Tasks to perform:
a. Using the passage on SimThyr research, explain why the original version of the software was developed.
b. Which calculated parameters of thyroid homeostasis does the passage on SimThyr research name?
c. Write a continuation of the passage on SimThyr research, beginning after its final sentence.

Multiple studies have employed SimThyr for in silico research on the control of thyroid function.

The original version was developed to check hypotheses about the generation of pulsatile TSH release. Later and expanded versions of the software were used to develop the hypothesis of the TSH-T3 shunt in the hypothalamus-pituitary-thyroid axis, to assess the validity of calculated parameters of thyroid homeostasis (including SPINA-GT and SPINA-GD) and to study allostatic mechanisms leading to non-thyroidal illness syndrome.

SimThyr was also used to show that the release rate of thyrotropin is controlled by multiple factors other than T4 and that the relation between free T4 and TSH may be different in euthyroidism, hypothyroidism and thyrotoxicosis.

Data records:
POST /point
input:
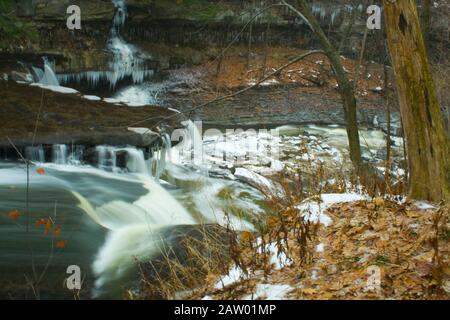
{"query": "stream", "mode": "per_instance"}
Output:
(110, 216)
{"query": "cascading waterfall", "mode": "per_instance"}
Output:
(136, 161)
(35, 153)
(106, 157)
(46, 76)
(60, 154)
(126, 60)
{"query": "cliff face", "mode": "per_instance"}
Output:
(198, 24)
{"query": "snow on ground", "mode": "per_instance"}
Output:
(270, 292)
(314, 210)
(259, 182)
(92, 98)
(54, 88)
(234, 275)
(422, 205)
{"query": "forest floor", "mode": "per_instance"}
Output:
(373, 249)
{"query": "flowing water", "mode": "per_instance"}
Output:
(115, 212)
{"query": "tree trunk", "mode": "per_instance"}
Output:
(426, 140)
(345, 87)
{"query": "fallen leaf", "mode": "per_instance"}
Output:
(57, 232)
(61, 244)
(14, 215)
(379, 201)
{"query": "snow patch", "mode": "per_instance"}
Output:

Responses for each task:
a. The original version of SimThyr was developed to check hypotheses about the generation of pulsatile TSH release.

b. SPINA-GT and SPINA-GD.

c.
== Public perception, reception and discussion of the software ==

SimThyr is free and open-source software. This ensures the source code to be available, which facilitates scientific discussion and reviewing of the underlying model. Additionally, the fact that it is freely available may result in economical benefits.

The software provides an editor that enables users to modify most structure parameters of the information processing structure. This functionality fosters simulation of several functional diseases of the thyroid and the pituitary gland. Parameter sets may be stored as MIRIAM- and MIASE-compliant XML files.

On the other hand, the complexity of the user interface and the lack of the ability to model treatment effects have been criticized.